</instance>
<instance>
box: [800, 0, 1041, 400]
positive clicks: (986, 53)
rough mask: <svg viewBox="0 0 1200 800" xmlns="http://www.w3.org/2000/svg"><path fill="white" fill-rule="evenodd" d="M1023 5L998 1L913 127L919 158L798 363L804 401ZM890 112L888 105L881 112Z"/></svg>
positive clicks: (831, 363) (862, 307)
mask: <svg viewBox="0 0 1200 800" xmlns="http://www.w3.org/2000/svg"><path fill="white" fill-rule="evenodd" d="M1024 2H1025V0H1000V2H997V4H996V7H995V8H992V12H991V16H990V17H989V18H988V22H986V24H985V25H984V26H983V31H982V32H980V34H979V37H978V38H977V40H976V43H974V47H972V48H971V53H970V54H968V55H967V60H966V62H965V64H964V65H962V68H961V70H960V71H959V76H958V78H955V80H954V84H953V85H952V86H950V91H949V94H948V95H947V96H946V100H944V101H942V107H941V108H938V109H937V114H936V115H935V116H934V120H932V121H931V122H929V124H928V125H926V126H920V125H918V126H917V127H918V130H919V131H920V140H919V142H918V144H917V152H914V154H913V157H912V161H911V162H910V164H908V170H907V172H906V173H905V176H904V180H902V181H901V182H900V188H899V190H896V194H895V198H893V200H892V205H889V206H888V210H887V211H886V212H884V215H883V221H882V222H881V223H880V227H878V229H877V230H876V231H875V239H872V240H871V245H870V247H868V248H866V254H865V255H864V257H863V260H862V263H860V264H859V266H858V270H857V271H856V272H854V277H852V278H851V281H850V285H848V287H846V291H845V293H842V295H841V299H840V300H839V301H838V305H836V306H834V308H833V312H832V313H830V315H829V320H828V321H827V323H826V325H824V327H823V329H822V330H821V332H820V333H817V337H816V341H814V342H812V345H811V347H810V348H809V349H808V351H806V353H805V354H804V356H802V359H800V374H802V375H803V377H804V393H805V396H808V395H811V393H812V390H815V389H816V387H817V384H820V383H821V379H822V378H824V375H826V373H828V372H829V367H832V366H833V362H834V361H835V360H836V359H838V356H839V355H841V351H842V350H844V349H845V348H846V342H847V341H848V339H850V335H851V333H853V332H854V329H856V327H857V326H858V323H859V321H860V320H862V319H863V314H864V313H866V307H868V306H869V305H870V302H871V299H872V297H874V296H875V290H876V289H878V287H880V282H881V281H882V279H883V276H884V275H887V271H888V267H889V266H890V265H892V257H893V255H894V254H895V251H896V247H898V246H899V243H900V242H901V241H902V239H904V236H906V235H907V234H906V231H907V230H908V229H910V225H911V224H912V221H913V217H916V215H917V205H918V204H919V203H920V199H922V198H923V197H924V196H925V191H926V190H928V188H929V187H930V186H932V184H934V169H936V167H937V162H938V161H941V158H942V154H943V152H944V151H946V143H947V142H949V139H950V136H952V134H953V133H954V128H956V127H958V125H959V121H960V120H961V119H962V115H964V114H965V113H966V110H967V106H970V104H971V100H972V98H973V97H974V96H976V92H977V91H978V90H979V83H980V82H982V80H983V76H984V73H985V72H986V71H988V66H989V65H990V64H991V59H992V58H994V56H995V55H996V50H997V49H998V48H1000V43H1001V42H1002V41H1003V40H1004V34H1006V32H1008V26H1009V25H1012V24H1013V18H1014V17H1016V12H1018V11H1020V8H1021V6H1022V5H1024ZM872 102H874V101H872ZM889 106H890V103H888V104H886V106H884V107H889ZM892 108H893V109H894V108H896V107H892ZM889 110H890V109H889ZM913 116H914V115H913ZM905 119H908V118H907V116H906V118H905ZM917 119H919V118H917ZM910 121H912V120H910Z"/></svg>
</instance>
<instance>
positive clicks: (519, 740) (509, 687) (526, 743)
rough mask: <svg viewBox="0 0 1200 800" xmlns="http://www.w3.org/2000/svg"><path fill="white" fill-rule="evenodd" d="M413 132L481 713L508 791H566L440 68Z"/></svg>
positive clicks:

○ ○ ○ ○

> **Work required**
Could you state how many lines of the entries contain the word "rough"? Only the number is wanted.

> **Task result**
2